(Records excerpted from a collection)
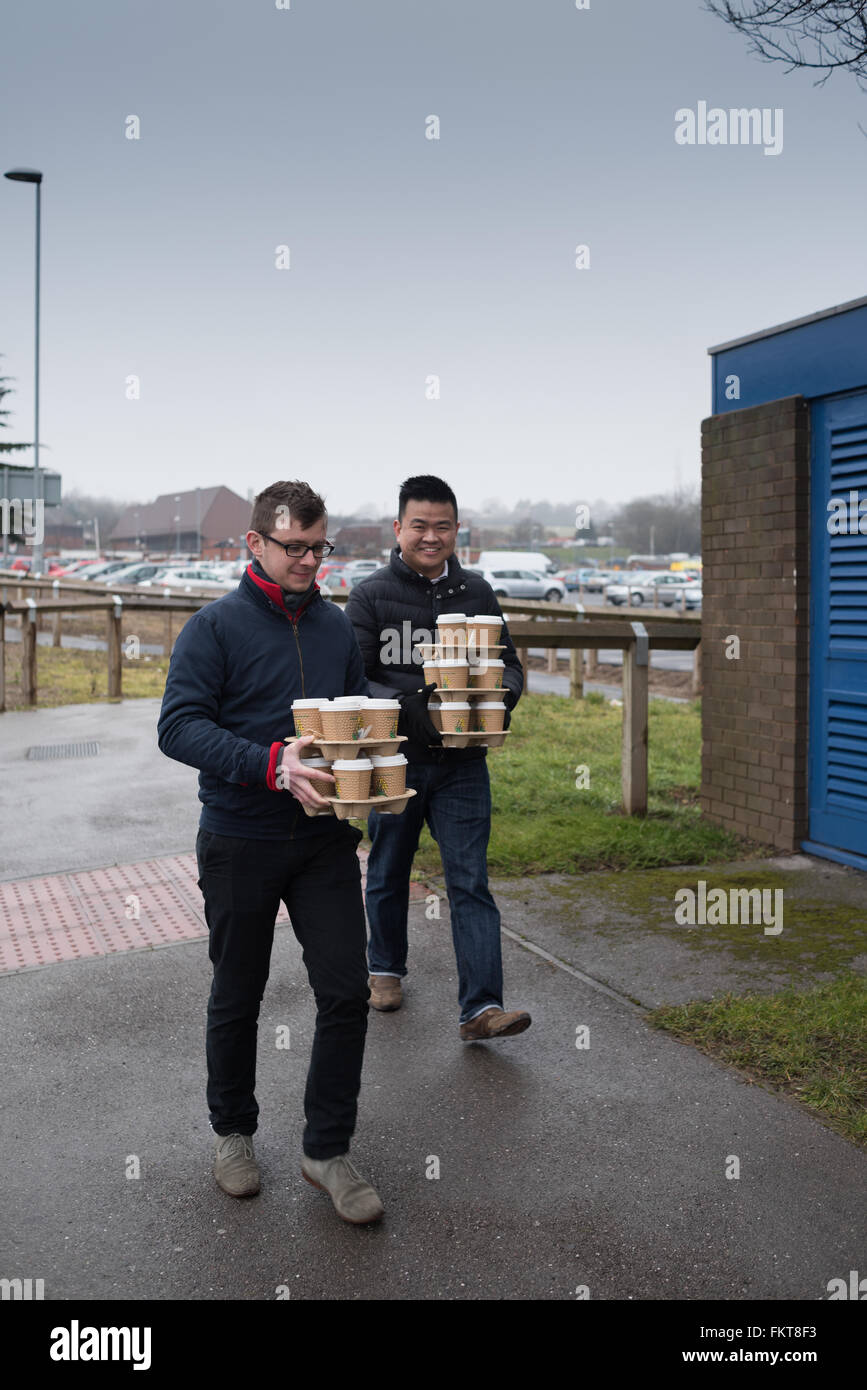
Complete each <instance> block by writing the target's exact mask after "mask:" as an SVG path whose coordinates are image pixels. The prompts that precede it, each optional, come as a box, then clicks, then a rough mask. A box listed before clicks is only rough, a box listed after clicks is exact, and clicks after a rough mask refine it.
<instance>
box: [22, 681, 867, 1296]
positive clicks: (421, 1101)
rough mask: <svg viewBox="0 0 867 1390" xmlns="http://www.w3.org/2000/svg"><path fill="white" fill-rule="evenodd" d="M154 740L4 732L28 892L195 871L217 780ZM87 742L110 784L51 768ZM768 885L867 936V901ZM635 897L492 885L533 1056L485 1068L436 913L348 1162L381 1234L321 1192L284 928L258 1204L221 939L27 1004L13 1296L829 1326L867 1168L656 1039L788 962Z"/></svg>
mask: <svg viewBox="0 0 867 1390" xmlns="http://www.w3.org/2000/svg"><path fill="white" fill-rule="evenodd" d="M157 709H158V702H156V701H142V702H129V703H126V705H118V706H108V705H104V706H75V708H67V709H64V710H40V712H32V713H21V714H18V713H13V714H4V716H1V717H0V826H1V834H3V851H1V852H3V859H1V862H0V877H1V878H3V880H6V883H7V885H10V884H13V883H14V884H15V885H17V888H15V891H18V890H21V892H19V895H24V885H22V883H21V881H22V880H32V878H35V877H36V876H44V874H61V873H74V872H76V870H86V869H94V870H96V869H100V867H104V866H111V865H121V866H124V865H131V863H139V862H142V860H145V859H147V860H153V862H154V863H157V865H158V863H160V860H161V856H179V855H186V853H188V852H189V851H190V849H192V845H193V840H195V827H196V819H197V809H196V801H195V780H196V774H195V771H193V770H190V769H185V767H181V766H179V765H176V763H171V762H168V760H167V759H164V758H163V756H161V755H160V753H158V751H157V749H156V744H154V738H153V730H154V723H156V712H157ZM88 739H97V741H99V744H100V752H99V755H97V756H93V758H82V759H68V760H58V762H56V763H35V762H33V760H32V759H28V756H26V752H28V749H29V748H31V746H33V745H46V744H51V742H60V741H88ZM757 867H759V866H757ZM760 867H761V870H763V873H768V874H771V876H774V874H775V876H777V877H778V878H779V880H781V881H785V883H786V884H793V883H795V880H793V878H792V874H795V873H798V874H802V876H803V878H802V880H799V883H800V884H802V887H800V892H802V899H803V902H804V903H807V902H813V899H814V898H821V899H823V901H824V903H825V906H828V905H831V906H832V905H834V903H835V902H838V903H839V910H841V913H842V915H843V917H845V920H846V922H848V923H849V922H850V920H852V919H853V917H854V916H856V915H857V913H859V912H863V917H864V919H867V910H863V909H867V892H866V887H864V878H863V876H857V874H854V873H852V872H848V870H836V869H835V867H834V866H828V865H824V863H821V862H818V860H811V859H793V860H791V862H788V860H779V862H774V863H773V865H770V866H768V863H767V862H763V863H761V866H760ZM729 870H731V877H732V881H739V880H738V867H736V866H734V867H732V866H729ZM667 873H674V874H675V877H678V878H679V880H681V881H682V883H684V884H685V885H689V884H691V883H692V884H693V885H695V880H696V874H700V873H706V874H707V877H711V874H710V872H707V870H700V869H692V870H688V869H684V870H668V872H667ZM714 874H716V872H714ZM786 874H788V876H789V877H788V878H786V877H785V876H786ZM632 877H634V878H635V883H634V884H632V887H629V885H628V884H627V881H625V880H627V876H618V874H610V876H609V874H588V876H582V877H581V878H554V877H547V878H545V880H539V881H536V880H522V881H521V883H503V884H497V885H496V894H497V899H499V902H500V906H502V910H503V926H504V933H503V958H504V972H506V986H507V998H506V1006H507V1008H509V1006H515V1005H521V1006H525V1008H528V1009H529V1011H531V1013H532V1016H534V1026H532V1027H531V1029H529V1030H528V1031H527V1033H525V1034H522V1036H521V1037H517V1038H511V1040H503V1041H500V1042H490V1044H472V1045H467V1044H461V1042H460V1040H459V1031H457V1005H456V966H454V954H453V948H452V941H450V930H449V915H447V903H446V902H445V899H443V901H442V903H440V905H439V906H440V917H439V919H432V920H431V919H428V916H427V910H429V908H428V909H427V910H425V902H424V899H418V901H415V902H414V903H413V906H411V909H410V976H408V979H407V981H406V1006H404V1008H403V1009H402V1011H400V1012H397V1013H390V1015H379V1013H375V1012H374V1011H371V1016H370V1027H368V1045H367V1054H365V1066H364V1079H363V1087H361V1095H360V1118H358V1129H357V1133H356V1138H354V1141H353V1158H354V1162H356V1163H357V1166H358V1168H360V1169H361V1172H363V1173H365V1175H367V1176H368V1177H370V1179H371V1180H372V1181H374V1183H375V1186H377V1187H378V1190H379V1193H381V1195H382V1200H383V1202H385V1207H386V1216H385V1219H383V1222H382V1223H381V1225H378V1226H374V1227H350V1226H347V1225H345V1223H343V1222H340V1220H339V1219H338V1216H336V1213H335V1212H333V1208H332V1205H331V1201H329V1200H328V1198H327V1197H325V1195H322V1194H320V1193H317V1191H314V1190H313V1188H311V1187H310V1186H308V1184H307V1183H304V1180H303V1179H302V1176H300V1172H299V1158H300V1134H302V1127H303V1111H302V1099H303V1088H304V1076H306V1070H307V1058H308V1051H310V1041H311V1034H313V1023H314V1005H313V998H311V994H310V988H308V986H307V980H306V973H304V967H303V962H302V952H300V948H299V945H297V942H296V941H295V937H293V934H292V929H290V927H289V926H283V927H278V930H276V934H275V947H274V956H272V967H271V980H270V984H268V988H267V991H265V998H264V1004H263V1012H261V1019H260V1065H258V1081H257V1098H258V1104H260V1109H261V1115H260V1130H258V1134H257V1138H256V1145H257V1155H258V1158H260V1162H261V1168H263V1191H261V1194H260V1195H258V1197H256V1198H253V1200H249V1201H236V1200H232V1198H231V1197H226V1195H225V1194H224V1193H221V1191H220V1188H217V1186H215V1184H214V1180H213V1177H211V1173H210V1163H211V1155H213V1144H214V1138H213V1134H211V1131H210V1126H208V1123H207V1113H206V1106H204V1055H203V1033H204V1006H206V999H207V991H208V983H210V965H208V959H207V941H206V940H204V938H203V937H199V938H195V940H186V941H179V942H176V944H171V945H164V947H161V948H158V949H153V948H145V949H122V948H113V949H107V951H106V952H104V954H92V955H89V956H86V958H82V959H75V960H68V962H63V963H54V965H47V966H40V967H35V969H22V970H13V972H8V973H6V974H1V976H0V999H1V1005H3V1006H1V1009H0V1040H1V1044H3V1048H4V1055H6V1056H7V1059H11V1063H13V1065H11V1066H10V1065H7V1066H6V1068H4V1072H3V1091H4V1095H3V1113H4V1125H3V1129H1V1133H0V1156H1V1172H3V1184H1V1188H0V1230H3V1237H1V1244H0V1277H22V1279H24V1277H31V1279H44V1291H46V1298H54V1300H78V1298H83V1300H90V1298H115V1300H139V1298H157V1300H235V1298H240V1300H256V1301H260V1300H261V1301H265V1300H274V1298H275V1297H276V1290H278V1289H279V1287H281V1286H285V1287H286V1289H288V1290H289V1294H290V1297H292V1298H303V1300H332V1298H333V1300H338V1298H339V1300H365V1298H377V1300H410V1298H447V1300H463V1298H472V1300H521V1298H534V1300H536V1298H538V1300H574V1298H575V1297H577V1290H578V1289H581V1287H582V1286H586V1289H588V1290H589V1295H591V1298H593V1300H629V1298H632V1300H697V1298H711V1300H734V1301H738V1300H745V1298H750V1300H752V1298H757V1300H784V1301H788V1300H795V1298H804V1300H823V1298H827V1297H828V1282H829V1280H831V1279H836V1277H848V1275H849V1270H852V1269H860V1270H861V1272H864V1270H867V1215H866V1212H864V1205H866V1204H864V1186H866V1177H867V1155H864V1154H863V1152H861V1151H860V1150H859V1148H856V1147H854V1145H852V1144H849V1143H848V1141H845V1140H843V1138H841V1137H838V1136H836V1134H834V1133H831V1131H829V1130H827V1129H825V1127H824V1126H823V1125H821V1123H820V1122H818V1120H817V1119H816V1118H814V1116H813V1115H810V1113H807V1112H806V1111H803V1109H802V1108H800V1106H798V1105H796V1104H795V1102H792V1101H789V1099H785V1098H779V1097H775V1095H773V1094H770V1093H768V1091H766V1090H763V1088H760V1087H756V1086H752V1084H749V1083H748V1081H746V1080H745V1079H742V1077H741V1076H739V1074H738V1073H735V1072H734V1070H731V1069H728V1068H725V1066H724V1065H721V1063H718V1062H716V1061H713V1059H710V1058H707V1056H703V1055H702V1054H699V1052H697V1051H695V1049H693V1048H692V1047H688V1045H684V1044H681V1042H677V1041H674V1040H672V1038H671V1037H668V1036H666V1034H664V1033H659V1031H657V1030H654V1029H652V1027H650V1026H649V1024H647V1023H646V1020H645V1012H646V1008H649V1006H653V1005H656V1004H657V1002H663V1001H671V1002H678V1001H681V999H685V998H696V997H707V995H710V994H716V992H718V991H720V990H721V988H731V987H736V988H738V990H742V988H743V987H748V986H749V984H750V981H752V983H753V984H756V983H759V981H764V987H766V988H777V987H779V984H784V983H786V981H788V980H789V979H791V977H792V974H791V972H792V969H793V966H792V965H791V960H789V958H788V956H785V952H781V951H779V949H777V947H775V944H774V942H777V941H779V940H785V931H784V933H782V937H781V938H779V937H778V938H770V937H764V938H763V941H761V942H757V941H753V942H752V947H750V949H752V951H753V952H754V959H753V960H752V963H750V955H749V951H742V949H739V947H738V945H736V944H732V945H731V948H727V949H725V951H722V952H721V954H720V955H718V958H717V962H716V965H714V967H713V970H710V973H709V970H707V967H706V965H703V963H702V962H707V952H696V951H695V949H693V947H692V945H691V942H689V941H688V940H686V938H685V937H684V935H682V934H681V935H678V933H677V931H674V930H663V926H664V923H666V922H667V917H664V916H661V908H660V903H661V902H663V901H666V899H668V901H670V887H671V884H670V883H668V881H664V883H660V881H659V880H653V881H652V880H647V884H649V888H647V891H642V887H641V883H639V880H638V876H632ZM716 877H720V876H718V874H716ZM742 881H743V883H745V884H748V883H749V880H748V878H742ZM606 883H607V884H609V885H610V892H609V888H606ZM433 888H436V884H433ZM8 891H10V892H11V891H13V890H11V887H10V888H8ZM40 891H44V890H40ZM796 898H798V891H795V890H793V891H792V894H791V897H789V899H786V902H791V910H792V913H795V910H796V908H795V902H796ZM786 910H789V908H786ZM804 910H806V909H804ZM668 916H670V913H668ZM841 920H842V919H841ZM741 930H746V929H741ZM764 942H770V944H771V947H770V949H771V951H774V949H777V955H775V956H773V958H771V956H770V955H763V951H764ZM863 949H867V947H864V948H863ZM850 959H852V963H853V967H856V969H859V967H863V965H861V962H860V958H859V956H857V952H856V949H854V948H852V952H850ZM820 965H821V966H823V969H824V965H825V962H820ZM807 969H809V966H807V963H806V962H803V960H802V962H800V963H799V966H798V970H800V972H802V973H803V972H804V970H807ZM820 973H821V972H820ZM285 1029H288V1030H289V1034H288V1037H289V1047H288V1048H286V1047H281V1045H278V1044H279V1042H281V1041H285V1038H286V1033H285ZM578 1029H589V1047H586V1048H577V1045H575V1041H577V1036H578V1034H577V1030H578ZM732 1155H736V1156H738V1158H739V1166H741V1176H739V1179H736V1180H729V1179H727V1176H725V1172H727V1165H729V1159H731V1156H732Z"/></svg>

==

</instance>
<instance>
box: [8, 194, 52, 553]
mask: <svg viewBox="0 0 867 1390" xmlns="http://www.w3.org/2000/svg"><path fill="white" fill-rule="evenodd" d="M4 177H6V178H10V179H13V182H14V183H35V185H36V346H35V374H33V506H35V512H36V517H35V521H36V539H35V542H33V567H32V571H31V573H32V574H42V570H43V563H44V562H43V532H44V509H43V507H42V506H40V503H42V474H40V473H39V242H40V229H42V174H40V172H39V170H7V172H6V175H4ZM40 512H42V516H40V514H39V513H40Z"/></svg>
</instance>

- Task
Take every line above that includes "clicks" and list it.

- Written solution
Complete each <instance> block by writing the target's exact mask after "mask:" as an SVG path whose coordinates are image pixels. The prompts that precede it, each optional, come as a box, then clicks, then a rough mask. A box listed before clicks is only rough, a box listed after clicks is exact, and clicks after a rough mask refine it.
positive clicks: (421, 1101)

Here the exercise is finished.